Can you format every line of the data, starting at the line containing "Where can the green foliage" and ending at the final line of the data, as a JSON list of strings with one string per line and blank lines omitted?
** start GIVEN INFORMATION **
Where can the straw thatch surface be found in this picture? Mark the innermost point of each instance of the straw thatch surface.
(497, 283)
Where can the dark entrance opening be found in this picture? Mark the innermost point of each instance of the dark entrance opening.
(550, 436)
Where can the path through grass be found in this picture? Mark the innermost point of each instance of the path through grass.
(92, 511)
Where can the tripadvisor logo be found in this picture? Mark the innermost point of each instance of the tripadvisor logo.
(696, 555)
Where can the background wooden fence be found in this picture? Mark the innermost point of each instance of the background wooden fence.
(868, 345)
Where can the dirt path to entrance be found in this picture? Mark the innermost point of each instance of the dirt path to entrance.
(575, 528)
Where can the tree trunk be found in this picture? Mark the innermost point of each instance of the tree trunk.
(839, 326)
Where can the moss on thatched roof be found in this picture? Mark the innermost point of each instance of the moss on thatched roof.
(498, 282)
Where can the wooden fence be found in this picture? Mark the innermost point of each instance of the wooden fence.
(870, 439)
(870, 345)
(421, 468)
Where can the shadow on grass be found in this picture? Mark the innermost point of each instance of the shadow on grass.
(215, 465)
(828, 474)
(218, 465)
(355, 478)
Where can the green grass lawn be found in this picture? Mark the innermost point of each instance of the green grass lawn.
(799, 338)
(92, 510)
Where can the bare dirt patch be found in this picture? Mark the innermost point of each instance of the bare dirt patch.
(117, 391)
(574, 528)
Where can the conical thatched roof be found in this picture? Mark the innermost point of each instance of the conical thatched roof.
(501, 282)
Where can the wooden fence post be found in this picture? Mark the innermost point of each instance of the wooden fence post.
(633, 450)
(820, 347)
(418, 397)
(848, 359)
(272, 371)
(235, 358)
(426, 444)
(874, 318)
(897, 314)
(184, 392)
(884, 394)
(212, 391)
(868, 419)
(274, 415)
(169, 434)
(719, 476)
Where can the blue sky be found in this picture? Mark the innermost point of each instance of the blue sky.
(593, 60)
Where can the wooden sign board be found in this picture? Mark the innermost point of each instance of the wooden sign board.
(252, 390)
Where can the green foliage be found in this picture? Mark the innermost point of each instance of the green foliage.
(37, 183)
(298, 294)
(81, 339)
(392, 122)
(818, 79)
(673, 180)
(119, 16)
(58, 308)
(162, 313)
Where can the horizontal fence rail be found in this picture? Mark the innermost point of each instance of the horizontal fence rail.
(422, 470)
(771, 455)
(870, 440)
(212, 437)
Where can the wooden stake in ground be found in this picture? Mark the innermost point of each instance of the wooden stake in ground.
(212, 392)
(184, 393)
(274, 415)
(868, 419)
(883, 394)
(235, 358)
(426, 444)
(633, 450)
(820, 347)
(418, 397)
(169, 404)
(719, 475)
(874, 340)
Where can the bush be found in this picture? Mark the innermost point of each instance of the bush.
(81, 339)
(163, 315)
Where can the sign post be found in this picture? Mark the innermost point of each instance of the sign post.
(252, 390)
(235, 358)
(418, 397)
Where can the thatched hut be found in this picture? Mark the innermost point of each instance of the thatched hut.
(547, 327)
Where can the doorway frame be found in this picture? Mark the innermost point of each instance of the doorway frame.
** end GIVEN INFORMATION **
* TASK ANSWER:
[
  "Where can the green foliage be found in this picture? Mark the innermost point of each instance of the green foliage.",
  "(37, 183)",
  "(298, 294)",
  "(81, 339)",
  "(392, 122)",
  "(818, 79)",
  "(673, 180)",
  "(119, 16)",
  "(58, 308)",
  "(162, 313)",
  "Where can the horizontal fence rail be found in this picture? Mark the innermost point of each instance of the horizontal fence rail.",
  "(422, 470)",
  "(771, 455)",
  "(870, 440)",
  "(212, 437)",
  "Where can the wooden stake in ground be found in this picture? Mark the innermost point of each instance of the wooden stake in ground.",
  "(212, 392)",
  "(184, 393)",
  "(274, 415)",
  "(868, 419)",
  "(883, 394)",
  "(235, 358)",
  "(426, 444)",
  "(633, 450)",
  "(820, 347)",
  "(418, 397)",
  "(169, 404)",
  "(719, 475)",
  "(874, 340)",
  "Where can the bush be found in this picture? Mark the innermost point of each instance of the bush.",
  "(81, 339)",
  "(163, 315)",
  "Where can the sign post be found in this picture? Mark the innermost point of each instance of the sign post.",
  "(252, 390)",
  "(235, 358)",
  "(418, 397)",
  "Where can the thatched hut be found in this picture? Mark the innermost point of each instance of the thatched hut.",
  "(547, 327)",
  "Where can the doorway frame be found in this picture? Mark the innermost point of each instance of the doorway frame."
]